◆ **Exercise objective**:
Take the line that contains "If you could tag the green" and every line after it in the material below, and quote them exactly.

Position annotation records:
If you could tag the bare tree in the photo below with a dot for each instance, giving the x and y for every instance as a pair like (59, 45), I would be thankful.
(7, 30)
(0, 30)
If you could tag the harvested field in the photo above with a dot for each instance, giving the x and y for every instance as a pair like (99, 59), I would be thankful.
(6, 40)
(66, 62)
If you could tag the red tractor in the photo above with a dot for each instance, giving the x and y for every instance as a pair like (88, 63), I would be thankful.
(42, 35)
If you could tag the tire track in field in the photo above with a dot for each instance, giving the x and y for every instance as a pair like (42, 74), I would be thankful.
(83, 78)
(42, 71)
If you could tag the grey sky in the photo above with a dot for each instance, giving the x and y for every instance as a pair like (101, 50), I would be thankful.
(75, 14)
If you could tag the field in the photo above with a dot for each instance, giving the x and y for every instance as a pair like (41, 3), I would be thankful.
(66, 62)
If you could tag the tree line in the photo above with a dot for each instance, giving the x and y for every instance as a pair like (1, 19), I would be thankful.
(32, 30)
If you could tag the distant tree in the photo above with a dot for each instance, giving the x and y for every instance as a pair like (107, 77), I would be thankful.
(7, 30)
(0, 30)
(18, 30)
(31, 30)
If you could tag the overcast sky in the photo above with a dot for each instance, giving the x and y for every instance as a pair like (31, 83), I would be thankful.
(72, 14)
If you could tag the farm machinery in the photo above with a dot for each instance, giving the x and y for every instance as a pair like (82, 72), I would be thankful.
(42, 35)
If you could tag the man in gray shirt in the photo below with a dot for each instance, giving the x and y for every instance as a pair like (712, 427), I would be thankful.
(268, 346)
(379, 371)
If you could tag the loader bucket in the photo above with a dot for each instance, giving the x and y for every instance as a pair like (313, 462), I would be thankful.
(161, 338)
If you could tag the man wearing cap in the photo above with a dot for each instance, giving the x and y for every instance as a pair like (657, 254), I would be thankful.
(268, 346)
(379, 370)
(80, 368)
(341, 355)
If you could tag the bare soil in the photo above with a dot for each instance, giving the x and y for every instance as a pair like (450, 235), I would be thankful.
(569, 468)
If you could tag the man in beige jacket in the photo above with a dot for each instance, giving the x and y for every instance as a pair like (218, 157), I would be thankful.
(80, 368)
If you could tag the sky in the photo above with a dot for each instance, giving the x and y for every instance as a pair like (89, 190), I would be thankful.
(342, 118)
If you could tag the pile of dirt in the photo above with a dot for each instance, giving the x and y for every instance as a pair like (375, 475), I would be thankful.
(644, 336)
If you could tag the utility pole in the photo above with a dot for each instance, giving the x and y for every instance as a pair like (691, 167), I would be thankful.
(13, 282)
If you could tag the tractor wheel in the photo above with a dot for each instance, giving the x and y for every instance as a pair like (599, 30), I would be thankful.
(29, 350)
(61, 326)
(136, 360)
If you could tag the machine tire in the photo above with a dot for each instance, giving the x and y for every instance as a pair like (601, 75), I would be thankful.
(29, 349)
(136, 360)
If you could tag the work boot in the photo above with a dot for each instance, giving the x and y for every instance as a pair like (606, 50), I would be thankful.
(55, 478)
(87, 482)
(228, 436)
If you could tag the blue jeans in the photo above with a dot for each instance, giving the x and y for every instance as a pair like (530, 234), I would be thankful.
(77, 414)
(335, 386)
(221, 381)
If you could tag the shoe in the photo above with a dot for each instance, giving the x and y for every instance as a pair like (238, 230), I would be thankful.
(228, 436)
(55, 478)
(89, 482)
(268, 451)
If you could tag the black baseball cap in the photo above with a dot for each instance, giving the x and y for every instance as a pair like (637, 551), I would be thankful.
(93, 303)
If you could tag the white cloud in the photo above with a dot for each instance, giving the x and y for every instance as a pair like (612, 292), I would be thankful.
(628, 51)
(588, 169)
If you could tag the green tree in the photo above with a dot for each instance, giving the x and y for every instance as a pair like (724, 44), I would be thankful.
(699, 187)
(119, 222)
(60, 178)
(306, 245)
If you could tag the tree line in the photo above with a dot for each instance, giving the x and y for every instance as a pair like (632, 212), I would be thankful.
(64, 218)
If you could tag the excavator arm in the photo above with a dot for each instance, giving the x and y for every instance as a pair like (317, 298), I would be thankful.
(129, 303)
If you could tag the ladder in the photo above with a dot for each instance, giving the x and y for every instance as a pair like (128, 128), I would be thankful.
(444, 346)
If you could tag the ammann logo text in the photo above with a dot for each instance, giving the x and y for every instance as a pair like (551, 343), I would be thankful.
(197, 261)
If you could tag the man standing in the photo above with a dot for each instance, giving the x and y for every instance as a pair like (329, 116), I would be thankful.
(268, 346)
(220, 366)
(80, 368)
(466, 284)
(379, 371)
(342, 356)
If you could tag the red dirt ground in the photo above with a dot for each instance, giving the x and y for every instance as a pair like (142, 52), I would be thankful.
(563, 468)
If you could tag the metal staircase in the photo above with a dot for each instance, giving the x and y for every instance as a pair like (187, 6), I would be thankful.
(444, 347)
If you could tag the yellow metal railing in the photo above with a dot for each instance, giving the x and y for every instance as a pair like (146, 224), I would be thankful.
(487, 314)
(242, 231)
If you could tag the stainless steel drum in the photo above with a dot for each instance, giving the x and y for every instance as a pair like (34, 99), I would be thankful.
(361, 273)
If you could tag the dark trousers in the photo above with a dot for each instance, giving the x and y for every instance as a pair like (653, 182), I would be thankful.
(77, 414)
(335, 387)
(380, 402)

◆ **Solution to the exercise**:
If you could tag the green tree in the photo above with a dot for each instance, giving the x and y for every instance as a pair like (724, 44), I would be thankful.
(699, 187)
(119, 222)
(60, 178)
(306, 245)
If you could tag the tree line in the photo above with a dot for each instance, giving the x and y for every instance as a pair like (632, 212), I would be thankful.
(64, 218)
If you could tag the excavator arm in the photo above with a dot for each instance, giving the x and y for every instance as a pair like (317, 298), I would be thankful.
(129, 303)
If you could tag the ladder in the photo above with a dot for each instance, giving the x and y for every instance as a pair like (128, 128), I would be thankful.
(444, 346)
If you could tag the ammann logo text in the photo above with a dot for each instance, giving the x and y for every instance as a pair like (551, 343), I would be thankful.
(197, 261)
If you could tag the man standing in the photo above with a dot for each instance, giving the x and y for every instance as a pair like (329, 116), I would be thankful.
(268, 346)
(220, 366)
(80, 368)
(466, 284)
(379, 371)
(342, 356)
If you could tag the red dirt ground in the photo above with a dot for each instance, giving the x and y for every instance as a pair like (142, 52), I would be thankful.
(563, 468)
If you could tag the metal staircase in the photo above with a dot for each instance, giving the x and y for every instance as a pair like (187, 6), I would be thankful.
(444, 347)
If you could tag the yellow metal railing in the photo above with a dot for each instance, giving the x and y for every instance as a pair like (146, 224), I would be thankful.
(487, 314)
(242, 231)
If you could tag the stainless steel drum in the photo above with a dot for each instance, giving the x and y for every instance as a pair like (34, 99), I would be thankful.
(361, 273)
If you could tag the dark trousers in the photo above with a dot for each instance, giving the x and y for every instance as a pair like (653, 182), I would be thankful.
(77, 414)
(335, 387)
(380, 402)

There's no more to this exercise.